▸ **Work instructions**: Give back each line of the data exactly.

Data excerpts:
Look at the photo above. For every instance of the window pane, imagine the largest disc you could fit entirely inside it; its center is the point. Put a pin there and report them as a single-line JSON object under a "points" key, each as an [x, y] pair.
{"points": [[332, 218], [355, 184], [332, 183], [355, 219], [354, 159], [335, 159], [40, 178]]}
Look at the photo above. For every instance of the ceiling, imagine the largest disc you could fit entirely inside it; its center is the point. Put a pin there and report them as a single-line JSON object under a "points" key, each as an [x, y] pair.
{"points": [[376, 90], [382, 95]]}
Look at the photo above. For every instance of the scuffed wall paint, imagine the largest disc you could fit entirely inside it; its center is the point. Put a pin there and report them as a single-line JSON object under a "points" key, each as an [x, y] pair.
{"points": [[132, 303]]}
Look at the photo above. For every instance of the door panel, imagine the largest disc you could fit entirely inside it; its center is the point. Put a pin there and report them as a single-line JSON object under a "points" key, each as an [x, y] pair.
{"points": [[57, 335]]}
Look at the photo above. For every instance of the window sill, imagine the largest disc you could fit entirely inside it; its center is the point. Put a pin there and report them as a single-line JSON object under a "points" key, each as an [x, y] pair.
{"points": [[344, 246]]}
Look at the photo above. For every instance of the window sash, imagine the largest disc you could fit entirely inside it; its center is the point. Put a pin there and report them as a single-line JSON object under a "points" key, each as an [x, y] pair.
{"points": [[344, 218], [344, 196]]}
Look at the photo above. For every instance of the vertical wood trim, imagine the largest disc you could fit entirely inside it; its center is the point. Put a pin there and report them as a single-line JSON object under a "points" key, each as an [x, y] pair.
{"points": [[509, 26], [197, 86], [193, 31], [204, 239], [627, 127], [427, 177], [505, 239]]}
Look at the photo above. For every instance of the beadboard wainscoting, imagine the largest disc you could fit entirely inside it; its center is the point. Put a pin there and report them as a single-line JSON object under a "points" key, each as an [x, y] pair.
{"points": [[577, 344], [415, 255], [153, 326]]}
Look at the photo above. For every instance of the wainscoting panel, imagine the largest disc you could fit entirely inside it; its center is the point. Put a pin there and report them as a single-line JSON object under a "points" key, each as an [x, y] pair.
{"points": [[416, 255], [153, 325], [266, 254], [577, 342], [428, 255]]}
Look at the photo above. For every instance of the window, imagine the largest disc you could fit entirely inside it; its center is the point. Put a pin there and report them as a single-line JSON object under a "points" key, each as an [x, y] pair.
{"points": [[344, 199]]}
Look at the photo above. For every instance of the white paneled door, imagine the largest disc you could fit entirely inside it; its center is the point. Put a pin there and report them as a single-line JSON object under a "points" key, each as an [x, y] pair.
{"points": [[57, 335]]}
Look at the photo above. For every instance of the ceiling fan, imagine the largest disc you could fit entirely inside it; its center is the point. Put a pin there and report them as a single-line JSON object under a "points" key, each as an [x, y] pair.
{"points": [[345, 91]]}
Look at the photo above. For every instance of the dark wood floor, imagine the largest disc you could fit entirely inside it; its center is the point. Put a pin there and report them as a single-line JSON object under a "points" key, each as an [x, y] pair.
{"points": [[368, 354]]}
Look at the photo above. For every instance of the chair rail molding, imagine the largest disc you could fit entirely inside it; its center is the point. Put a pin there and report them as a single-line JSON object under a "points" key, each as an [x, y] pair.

▸ **Exercise solution**:
Look at the photo above. For every instance of the window pane, imagine the largest disc you could fit entirely inside it; its center is the point. Put a pin there and report them as a single-line JSON object under a "points" key, each as an [x, y] pair.
{"points": [[332, 218], [355, 184], [332, 183], [355, 219], [354, 159], [335, 159], [40, 178]]}
Look at the photo above. For every instance of the ceiling, imagine the largest disc you could fit entirely inside it; its center is the point. Put a pin there and report them as a single-line JSON object under a "points" key, each as an [x, y] pair.
{"points": [[376, 90], [382, 95]]}
Look at the photo above. For every instance of the scuffed wall paint, imagine the largest disc you could fit entirely inside it; its center is the point. Put a pin there and report them as a single-line JSON object under a "points" key, each as an [x, y] pair.
{"points": [[132, 303]]}
Look at the photo above. For every instance of the door panel, imagine the largest disc you could fit entirely inside it; its center is the point. Put a pin there and report them as a single-line JSON object under a "points" key, each as an [x, y] pair.
{"points": [[57, 335]]}
Look at the photo above. For every instance of the window sill, imagine the largest disc you could fit entirely inside it; its center is the point. Put a pin there and report them as a single-line JSON object under a "points" key, each as an [x, y] pair.
{"points": [[344, 246]]}
Look at the photo above. For every instance of the window sash, imagine the largest disc you could fit entirely inside it; its center is the point. Put a pin there and report them as a single-line JSON object under a "points" key, each as an [x, y] pair.
{"points": [[344, 218], [344, 196]]}
Look at the photo above. For every instance of the vertical wood trim, imagine the largest disc you could fit entirely inside it; its center is the point. Put a pin there and report them as a single-line JSON object under a "points" key, each as an [x, y] pair.
{"points": [[509, 26], [197, 86], [193, 31], [204, 239], [627, 127], [427, 177], [505, 239]]}
Look at the photo above. For every instance of the beadboard wainscoting, imagine the largest disc you could fit entirely inside it; its center is the point. Put a pin there and report them as a single-line JSON object under a "points" key, each as an [x, y] pair.
{"points": [[577, 344], [415, 255], [153, 326]]}
Look at the photo above. For every instance of the wainscoting panel, imagine the largest disc you could fit entirely inside it; its center is the point. Put a pin there and report them as a single-line JSON object under a "points" key, each as an [x, y] pair.
{"points": [[416, 255], [153, 325], [266, 254], [577, 342], [428, 255]]}
Look at the photo above. For every instance of the window, imagine the largest disc you could fit entirely inside it; its center is the point. Put a pin there and report them as a single-line JSON object under a "points" key, each as an [x, y] pair.
{"points": [[344, 199]]}
Look at the photo above. For every instance of the white paneled door, imagine the largest disc you could fit entirely inside it; its center is the point. Put a pin there and report them as a single-line JSON object under a "points" key, each as an [x, y] pair.
{"points": [[57, 335]]}
Look at the photo above. For every instance of the ceiling fan, imagine the largest disc you could fit entirely inside it; its center is the point. Put a pin there and report them as a single-line JSON object under a "points" key, each as an [x, y] pair.
{"points": [[345, 91]]}
Look at the photo above. For every instance of the dark wood floor, imagine the largest disc you could fit entirely inside it; its center is the point. Put a pin there and report them as a single-line JSON object under a "points" key, each as an [x, y] pair.
{"points": [[368, 354]]}
Look at the photo above. For every instance of the chair rail molding, imagine the largest disc you could fit entirely inside it; its center is the point. Put a pin there and report them as a single-line JSON object under a "points" key, each as an [x, y] pair.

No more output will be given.